Recast the records below as a numbered list, one item per line, with blank lines left out. Leave the pictures out of your answer.

begin

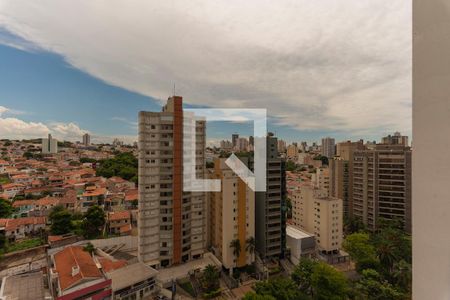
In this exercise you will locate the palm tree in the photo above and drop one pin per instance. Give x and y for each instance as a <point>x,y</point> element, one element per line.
<point>250,245</point>
<point>211,277</point>
<point>386,254</point>
<point>402,274</point>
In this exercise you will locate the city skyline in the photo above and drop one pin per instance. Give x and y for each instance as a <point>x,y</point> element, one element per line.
<point>51,85</point>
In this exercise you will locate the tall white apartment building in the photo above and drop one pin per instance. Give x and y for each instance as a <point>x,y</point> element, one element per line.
<point>172,222</point>
<point>49,145</point>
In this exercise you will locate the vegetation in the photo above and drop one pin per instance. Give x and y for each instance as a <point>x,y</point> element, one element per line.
<point>236,245</point>
<point>93,222</point>
<point>211,281</point>
<point>187,286</point>
<point>290,166</point>
<point>24,244</point>
<point>383,260</point>
<point>4,180</point>
<point>124,165</point>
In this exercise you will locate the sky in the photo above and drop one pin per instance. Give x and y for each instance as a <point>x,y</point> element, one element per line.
<point>320,68</point>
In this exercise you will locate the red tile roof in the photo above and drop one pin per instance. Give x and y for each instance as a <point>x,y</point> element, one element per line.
<point>75,256</point>
<point>119,215</point>
<point>13,224</point>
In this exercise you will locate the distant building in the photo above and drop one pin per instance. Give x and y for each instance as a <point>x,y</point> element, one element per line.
<point>300,243</point>
<point>382,184</point>
<point>328,147</point>
<point>321,179</point>
<point>396,139</point>
<point>49,145</point>
<point>341,173</point>
<point>292,152</point>
<point>226,145</point>
<point>321,215</point>
<point>281,146</point>
<point>234,139</point>
<point>242,144</point>
<point>86,139</point>
<point>232,217</point>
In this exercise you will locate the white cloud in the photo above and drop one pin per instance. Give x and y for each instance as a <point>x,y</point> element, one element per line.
<point>334,65</point>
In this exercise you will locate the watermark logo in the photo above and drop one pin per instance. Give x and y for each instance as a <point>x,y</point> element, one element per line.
<point>256,180</point>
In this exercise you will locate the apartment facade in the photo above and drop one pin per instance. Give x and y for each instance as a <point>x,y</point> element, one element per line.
<point>382,184</point>
<point>172,222</point>
<point>270,206</point>
<point>341,173</point>
<point>328,149</point>
<point>232,217</point>
<point>49,145</point>
<point>317,213</point>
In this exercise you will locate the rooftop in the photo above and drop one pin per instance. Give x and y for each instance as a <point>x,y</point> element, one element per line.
<point>130,275</point>
<point>29,286</point>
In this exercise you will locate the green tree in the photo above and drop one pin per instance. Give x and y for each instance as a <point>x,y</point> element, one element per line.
<point>372,286</point>
<point>250,245</point>
<point>402,275</point>
<point>236,245</point>
<point>210,278</point>
<point>60,219</point>
<point>254,296</point>
<point>328,283</point>
<point>359,247</point>
<point>302,274</point>
<point>93,222</point>
<point>5,208</point>
<point>279,288</point>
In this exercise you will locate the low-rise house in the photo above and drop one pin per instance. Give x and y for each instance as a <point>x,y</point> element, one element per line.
<point>3,165</point>
<point>23,207</point>
<point>92,196</point>
<point>24,179</point>
<point>119,183</point>
<point>75,274</point>
<point>21,227</point>
<point>119,220</point>
<point>12,189</point>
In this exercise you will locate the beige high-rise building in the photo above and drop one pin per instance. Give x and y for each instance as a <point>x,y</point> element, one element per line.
<point>382,184</point>
<point>232,217</point>
<point>315,212</point>
<point>339,181</point>
<point>281,146</point>
<point>341,173</point>
<point>172,222</point>
<point>396,139</point>
<point>328,147</point>
<point>292,152</point>
<point>321,179</point>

end

» Correct answer:
1. In this exercise you will locate the palm tree in the photo above and drop one pin per instance. Give x and y for each instance as a <point>x,y</point> element, one element per line.
2. <point>250,245</point>
3. <point>211,277</point>
4. <point>386,254</point>
5. <point>402,274</point>
6. In this exercise you will locate the city skyline in the photo above and drop one pin per instance. Give x and y for each instance as a <point>x,y</point> element, one element per line.
7. <point>51,85</point>
8. In this exercise you will locate the tall white apartment building in the photo above and drop one pin per instance. Give x and y for each instance as a <point>x,y</point> element, one element per line.
9. <point>172,222</point>
10. <point>49,145</point>
11. In this exercise you will locate the vegetation in the photo above and drop one pin per instance. Give x and y for each instance as a <point>x,y</point> element, one element per line.
12. <point>236,245</point>
13. <point>93,222</point>
14. <point>211,281</point>
15. <point>187,286</point>
16. <point>290,166</point>
17. <point>24,244</point>
18. <point>383,260</point>
19. <point>4,180</point>
20. <point>124,165</point>
21. In this exercise you will locate the sky in the photo above and drop one pin per instance. Give x and y for each instance as a <point>x,y</point> element, one element per line.
22. <point>320,68</point>
23. In this exercise you will locate the red tile roof in the photo above and drop one pin per instance. Give x and y for each instance as a <point>x,y</point> element, one element per line.
24. <point>75,256</point>
25. <point>119,215</point>
26. <point>13,224</point>
27. In this exercise you will locate the distant building in the photo above and drop one pin per instance. Give x and y for each instance as a <point>x,y</point> element, one element per line.
28. <point>300,243</point>
29. <point>382,184</point>
30. <point>328,147</point>
31. <point>321,179</point>
32. <point>396,139</point>
33. <point>49,145</point>
34. <point>341,173</point>
35. <point>292,152</point>
36. <point>226,145</point>
37. <point>321,215</point>
38. <point>281,146</point>
39. <point>234,139</point>
40. <point>242,144</point>
41. <point>86,139</point>
42. <point>232,217</point>
43. In this exercise you will locate the white cloud in the photo above and drop one pin per instance. Give x and y for each instance as a <point>x,y</point> element, one element per line.
44. <point>334,65</point>
45. In this exercise you will locate the watermark logo in the photo above and drop one pin per instance. Give x and y for each instance as a <point>x,y</point> element, one element per line.
46. <point>256,180</point>
47. In this exercise you will locate the apartment facade in the photo above and drop one pin per instance. Give x and y for each instance as a <point>x,y</point> element, one element per line.
48. <point>382,184</point>
49. <point>172,222</point>
50. <point>270,206</point>
51. <point>341,173</point>
52. <point>328,149</point>
53. <point>232,217</point>
54. <point>49,145</point>
55. <point>317,213</point>
56. In this exercise you will locate the rooftop in the photo above and drop one pin per instance. Give x and y for each instance as a <point>x,y</point> element, one element per line.
57. <point>130,275</point>
58. <point>29,286</point>
59. In this exercise you will locate the green tree in the photo above and drop one pin per instance. Give x and y for each instance as a <point>x,y</point> element, one element per line.
60. <point>372,286</point>
61. <point>250,245</point>
62. <point>402,275</point>
63. <point>236,245</point>
64. <point>210,278</point>
65. <point>60,219</point>
66. <point>254,296</point>
67. <point>328,283</point>
68. <point>359,247</point>
69. <point>302,274</point>
70. <point>93,222</point>
71. <point>5,208</point>
72. <point>279,288</point>
73. In this exercise you will locate the low-rise house in the photo above and drop one pin per instance. Give x and y for each instance as a <point>x,y</point> element, one element per line.
74. <point>3,165</point>
75. <point>23,207</point>
76. <point>92,196</point>
77. <point>24,179</point>
78. <point>119,183</point>
79. <point>75,274</point>
80. <point>21,227</point>
81. <point>119,220</point>
82. <point>12,189</point>
83. In this exercise you will locate the beige high-rise building in the photo above and drop one pin per instance. Give x and y for each instance as a <point>x,y</point> element, one element per line.
84. <point>382,184</point>
85. <point>232,217</point>
86. <point>315,212</point>
87. <point>339,181</point>
88. <point>281,146</point>
89. <point>341,173</point>
90. <point>172,222</point>
91. <point>396,139</point>
92. <point>328,147</point>
93. <point>292,152</point>
94. <point>321,179</point>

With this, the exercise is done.